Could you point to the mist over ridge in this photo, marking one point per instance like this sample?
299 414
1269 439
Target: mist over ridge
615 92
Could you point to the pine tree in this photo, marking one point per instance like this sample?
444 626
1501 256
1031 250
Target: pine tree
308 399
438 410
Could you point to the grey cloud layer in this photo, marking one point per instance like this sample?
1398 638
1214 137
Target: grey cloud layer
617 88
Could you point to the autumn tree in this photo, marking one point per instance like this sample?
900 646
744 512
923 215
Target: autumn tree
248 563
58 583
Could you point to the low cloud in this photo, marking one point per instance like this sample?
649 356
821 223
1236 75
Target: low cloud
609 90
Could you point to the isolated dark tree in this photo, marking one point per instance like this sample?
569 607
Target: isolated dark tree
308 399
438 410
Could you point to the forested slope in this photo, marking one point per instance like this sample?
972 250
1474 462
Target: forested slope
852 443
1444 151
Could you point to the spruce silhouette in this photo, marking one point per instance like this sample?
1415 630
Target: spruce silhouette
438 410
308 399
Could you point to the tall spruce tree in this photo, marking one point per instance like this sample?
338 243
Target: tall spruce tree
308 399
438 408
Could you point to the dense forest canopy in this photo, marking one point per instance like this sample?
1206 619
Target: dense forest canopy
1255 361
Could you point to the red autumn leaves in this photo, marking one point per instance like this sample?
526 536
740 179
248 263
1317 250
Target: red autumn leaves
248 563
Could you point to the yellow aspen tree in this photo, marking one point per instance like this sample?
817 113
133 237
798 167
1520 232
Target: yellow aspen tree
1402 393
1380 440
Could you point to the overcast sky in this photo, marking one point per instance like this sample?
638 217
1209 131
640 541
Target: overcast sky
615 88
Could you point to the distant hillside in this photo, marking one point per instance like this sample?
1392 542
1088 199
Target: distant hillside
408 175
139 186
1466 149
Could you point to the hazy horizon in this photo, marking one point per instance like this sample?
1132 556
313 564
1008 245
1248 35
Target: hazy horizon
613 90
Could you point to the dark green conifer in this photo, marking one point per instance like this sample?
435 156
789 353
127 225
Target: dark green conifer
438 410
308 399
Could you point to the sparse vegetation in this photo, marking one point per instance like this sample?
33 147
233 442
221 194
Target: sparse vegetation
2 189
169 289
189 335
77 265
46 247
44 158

Task statement — Convert all of the data above into a JSON list of strings, one string per line, with blank lines omitted.

Task solution —
[
  "Could you point to the mist over ridge in this photo, marking one point per instance like this sample?",
  "299 414",
  "1269 439",
  "Target: mist over ridge",
  "615 92",
  "Could you point to the pine tree in this photo, marking one point per instance like this sample?",
  "444 626",
  "1501 256",
  "1031 250",
  "Target: pine tree",
  "308 399",
  "438 410",
  "Could you point to the grey cloud layer in this photo, marking one point per instance like this sample?",
  "1398 638",
  "1214 137",
  "Target: grey cloud layer",
  "617 88",
  "Could you point to the autumn tree in this photo, marking one point per instance like this sample?",
  "900 646",
  "744 512",
  "923 215",
  "Target: autumn tree",
  "248 563",
  "58 583",
  "Could you point to the low cloud in this photo, marking one point per instance like this sample?",
  "649 356",
  "821 223",
  "1236 75",
  "Target: low cloud",
  "609 90",
  "Could you point to the isolated dark tree in this photo, marking one point per instance like this sample?",
  "569 607",
  "Target: isolated dark tree",
  "308 399",
  "438 410",
  "Could you point to the forested slope in this photo, marking one point per instance like this sample?",
  "972 250",
  "1474 462",
  "Target: forested slope",
  "852 443",
  "1444 151",
  "Could you point to the spruce silhouette in this photo, marking one point per instance like this sample?",
  "1415 630",
  "Target: spruce silhouette",
  "438 410",
  "308 399",
  "Could you point to the tall spruce tree in this photo, marking one point per instance like this sample?",
  "338 243",
  "Target: tall spruce tree",
  "308 399",
  "438 408",
  "Could you point to the dense forest canopy in this photo, marking one point per instance like this sample?",
  "1206 619",
  "Target: dense forest canopy",
  "1255 361",
  "Could you point to the red autumn leaves in this photo, marking one point per instance like this sample?",
  "526 536",
  "740 179",
  "248 263",
  "1317 250",
  "Target: red autumn leaves",
  "248 563",
  "Could you point to the yellow aspen tree in this photo, marking one point per instance like this sample?",
  "817 113",
  "133 237",
  "798 167",
  "1520 232",
  "Target: yellow aspen tree",
  "1402 393",
  "1380 440",
  "Could you point to the overcast sky in this photo, marking one point per instance like this sample?",
  "638 217",
  "1209 131",
  "640 541",
  "Target: overcast sky",
  "615 88",
  "Could you point to the distant hillside in this photo, marking one point per instance like this sample?",
  "1392 542",
  "1088 199",
  "Target: distant hillside",
  "408 175",
  "139 186",
  "1466 149",
  "Could you point to the hazy horizon in this photo, marking one point per instance like this sample?",
  "1132 556",
  "313 564",
  "1008 245",
  "1248 35",
  "Target: hazy horizon",
  "613 90",
  "Could you point to the dark green conifer in this photo, marking one point per instance like this sample?",
  "435 156",
  "789 353",
  "127 225",
  "Target: dark green conifer",
  "438 410",
  "308 399",
  "Could you point to the sparse vegetation in this photo, marking one point per instance like this sample?",
  "33 147",
  "233 442",
  "221 194",
  "Target: sparse vegetation",
  "2 189",
  "169 289",
  "189 335",
  "77 265",
  "46 247",
  "44 158"
]